— start —

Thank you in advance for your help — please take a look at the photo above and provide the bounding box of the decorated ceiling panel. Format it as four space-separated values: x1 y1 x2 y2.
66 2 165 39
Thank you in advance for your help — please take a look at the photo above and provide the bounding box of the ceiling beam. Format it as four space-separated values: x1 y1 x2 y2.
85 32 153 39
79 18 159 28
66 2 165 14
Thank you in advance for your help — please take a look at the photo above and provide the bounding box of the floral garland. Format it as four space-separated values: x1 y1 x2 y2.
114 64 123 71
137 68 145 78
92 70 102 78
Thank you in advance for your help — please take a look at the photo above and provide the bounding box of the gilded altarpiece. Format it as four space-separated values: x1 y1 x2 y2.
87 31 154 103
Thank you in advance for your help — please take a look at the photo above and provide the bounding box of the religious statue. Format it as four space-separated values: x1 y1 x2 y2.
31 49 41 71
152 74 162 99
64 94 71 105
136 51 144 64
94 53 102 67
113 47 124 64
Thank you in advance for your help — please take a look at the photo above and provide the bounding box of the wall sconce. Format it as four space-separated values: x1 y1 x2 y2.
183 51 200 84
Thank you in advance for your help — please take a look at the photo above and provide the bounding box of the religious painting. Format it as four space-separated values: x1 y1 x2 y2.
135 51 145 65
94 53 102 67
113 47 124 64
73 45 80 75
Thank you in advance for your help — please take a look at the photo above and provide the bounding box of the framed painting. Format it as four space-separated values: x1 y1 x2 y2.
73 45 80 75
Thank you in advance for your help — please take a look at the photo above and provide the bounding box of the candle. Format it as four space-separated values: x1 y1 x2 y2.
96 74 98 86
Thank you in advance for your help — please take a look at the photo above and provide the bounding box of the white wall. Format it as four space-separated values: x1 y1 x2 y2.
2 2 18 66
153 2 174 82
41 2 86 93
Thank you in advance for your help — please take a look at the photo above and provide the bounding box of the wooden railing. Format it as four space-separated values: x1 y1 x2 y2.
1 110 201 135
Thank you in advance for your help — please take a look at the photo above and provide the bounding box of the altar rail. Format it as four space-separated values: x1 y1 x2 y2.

— end —

• [PROBLEM]
Swap every occurrence of "bounding box" in the entries above for "enclosing box", and write all of the entries out again with nothing else altered.

• [RESPONSE FOR THIS EXERCISE]
Thank you in advance for your help — please take a look at the photo above and provide the enclosing box of the decorated ceiling panel. Format it as four space-separated values: x1 y1 x2 y2.
66 2 165 39
Thank you in advance for your help — please take a look at the photo above and provide the enclosing box of the ceiling beam. Format it as four space-separated values: x1 y1 x2 y2.
85 32 153 39
79 18 159 28
66 2 165 14
Thank you in advance for your help — please take a look at the photo above and provide the enclosing box of the floral garland. Format it as four space-separated values: x1 y1 x2 y2.
114 64 123 71
137 68 145 78
92 70 102 78
Thank you in advance for your help — please take a look at the photo above and provide the enclosing box of the gilded altarpiece. Format it as four space-separated values: x1 y1 x2 y2.
87 31 154 103
Thank you in advance for your help — please take a look at the photo above and provide the enclosing box of the religious statue. Format it as four space-separated values: x1 y1 x2 y2.
31 49 41 71
152 74 162 99
64 94 71 105
136 51 144 64
94 53 102 67
113 47 124 64
Thank you in advance for your help — please take a look at the photo above and provide the enclosing box of the wall sconce. Format it as four space-separated values: x1 y1 x2 y2.
183 51 200 84
Thank you in advance for your help — please take a look at the photo above and provide the enclosing box of the religious painting. Format it as four space-separated values: x1 y1 x2 y2.
135 51 145 65
94 53 102 67
113 47 124 64
73 45 80 75
Thank you in advance for your help — please take a look at the photo above and provide the enclosing box of the framed painting. Format it as four space-separated values: x1 y1 x2 y2.
73 45 80 75
Thank you in advance for your help — please take a look at the photo above and provide the enclosing box of the candle. Format it as four space-separated values: x1 y1 x2 y2.
96 74 98 86
Thank you in advance for your help — please take a look at the photo above and provide the enclosing box of the white wall. Format it as four space-separated values: x1 y1 x2 y2.
2 2 18 66
153 2 174 82
41 2 86 93
Thank you in advance for your help — please take a look at the photo above and provide the enclosing box of the wooden railing. Format it as four space-separated values: x1 y1 x2 y2.
1 110 201 135
Thank you in advance for your help — please take a look at the photo above and provide the enclosing box of the altar rail. Format it as four space-separated values: x1 y1 x2 y2.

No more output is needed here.